======== RECORDS TO USE ========
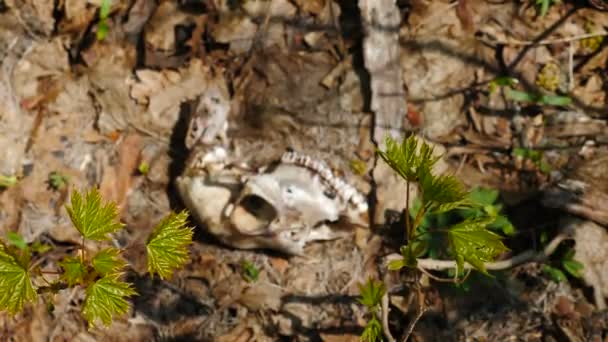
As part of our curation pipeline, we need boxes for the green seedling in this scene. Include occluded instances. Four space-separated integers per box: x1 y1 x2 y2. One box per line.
137 161 150 175
513 147 551 173
0 189 192 328
359 278 386 342
506 88 572 107
241 260 260 283
97 0 112 41
536 0 560 17
47 171 70 190
0 175 17 188
378 136 508 274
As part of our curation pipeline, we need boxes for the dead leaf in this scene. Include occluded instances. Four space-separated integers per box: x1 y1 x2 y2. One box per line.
99 134 143 216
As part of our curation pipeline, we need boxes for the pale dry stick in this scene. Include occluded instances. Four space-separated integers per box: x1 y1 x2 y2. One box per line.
401 307 428 342
381 293 397 342
386 233 571 271
490 31 608 46
411 1 458 32
568 42 574 91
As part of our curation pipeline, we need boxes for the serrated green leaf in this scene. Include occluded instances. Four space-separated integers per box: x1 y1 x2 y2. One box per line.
========
Rewrite the entries above from their start through the line containing "99 134 143 216", both ends included, keeping the requests and adjusting every bounding-box coordinate in the answers by -88. Leave the pictures out.

As part of our curation pipeline, we need boxes for the green seedling in this scene. Include occluded instances. Four space-separated integers per box: x1 y1 x2 y2. One box per line.
49 73 62 87
425 59 463 85
-88 101 104 240
271 190 298 254
418 0 484 19
153 172 172 195
9 -88 24 -47
448 -88 472 -71
-41 83 -18 102
-88 87 -71 100
290 48 420 186
As part of our curation pipeline, we need boxes for the dead leaf in this scene. Include occluded instances. Four space-separated integers per box: x1 y1 x2 y2. One box per line.
11 46 55 128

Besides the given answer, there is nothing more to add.